• Your objective:
Each line below from the one containing "Target: calm sea water" through the one containing "One point rides on each instance of the crane in" is to be given again exactly, and no line outside that span.

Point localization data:
--------
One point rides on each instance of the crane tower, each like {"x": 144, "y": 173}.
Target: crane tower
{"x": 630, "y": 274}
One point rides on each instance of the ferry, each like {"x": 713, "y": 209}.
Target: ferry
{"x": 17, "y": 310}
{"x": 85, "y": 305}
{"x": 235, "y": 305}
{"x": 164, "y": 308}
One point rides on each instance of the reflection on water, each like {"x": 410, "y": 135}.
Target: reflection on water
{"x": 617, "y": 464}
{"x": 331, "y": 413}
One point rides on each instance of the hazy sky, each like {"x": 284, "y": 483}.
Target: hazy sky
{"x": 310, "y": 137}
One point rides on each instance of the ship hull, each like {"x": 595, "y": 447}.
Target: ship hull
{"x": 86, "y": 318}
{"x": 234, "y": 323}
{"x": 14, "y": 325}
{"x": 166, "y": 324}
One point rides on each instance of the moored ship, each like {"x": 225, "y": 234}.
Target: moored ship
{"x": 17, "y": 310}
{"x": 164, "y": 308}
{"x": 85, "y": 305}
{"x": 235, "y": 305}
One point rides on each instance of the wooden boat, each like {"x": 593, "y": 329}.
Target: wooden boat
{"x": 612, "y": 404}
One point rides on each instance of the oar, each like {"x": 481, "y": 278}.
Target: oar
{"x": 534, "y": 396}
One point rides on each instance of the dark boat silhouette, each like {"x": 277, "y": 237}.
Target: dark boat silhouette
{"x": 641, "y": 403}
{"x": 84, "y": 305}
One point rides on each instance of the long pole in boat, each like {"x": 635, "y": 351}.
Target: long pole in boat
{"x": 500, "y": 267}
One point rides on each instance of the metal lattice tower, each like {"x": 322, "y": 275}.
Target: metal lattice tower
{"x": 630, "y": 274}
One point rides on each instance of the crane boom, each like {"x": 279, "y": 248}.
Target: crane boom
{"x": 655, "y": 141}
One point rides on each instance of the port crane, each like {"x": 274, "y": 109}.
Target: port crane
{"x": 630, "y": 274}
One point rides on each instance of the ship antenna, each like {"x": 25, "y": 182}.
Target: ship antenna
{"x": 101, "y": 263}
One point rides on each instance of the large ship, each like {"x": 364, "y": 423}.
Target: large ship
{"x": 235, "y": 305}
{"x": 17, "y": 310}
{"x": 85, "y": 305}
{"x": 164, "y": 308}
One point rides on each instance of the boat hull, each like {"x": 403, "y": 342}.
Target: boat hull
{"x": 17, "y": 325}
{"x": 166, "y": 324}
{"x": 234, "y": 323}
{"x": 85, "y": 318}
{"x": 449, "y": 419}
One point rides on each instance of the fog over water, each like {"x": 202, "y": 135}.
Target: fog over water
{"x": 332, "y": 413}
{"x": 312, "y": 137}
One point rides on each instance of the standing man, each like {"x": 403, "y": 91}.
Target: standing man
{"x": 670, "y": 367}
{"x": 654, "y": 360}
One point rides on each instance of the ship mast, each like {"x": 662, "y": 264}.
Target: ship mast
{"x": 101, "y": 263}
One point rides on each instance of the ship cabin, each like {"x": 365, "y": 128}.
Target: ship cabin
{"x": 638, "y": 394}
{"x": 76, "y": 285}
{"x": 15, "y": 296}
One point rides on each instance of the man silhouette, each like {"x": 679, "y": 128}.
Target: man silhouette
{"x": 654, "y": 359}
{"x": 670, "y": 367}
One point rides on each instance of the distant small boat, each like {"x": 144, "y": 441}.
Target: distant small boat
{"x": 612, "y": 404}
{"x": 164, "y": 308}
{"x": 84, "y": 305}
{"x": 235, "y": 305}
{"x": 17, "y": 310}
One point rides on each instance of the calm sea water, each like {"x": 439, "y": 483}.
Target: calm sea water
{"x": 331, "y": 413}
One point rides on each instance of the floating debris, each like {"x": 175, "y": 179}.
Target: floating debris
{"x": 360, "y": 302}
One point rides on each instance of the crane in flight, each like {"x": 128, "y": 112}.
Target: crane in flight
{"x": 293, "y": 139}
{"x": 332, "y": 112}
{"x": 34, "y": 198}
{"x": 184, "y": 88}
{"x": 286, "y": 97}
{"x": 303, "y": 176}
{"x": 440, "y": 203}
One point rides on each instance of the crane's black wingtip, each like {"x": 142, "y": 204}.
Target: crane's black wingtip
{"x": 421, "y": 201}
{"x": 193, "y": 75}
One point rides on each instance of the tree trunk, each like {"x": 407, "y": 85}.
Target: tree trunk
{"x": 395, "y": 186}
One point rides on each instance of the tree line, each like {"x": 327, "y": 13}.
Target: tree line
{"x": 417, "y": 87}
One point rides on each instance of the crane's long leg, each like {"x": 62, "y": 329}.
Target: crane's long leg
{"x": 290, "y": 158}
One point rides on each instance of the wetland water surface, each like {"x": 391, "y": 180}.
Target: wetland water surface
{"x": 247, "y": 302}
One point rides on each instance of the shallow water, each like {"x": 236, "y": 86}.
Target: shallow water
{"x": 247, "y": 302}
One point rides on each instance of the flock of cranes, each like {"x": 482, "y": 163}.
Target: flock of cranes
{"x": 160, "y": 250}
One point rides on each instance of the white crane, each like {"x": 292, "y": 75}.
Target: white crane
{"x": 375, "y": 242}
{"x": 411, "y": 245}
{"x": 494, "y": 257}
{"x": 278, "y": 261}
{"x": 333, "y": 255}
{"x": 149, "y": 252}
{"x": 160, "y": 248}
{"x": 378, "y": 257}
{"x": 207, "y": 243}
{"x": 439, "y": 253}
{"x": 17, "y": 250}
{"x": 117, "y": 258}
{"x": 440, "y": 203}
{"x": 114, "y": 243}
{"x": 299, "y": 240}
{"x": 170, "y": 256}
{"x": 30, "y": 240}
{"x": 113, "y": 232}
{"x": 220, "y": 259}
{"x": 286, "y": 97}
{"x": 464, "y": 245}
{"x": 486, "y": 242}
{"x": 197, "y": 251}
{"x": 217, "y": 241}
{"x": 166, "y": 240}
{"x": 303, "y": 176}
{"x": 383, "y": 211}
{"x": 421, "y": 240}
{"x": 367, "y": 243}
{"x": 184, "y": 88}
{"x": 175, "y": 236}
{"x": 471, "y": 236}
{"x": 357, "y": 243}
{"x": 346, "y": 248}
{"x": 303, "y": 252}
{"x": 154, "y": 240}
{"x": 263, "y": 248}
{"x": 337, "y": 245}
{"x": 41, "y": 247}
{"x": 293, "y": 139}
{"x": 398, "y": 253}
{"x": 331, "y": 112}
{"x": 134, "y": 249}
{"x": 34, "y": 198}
--------
• Exercise result:
Target: calm sea water
{"x": 331, "y": 413}
One point rides on each instance of the floating debris, each like {"x": 175, "y": 179}.
Target: floating debris
{"x": 360, "y": 302}
One point rides on each instance of the crane in flight, each like {"x": 128, "y": 112}.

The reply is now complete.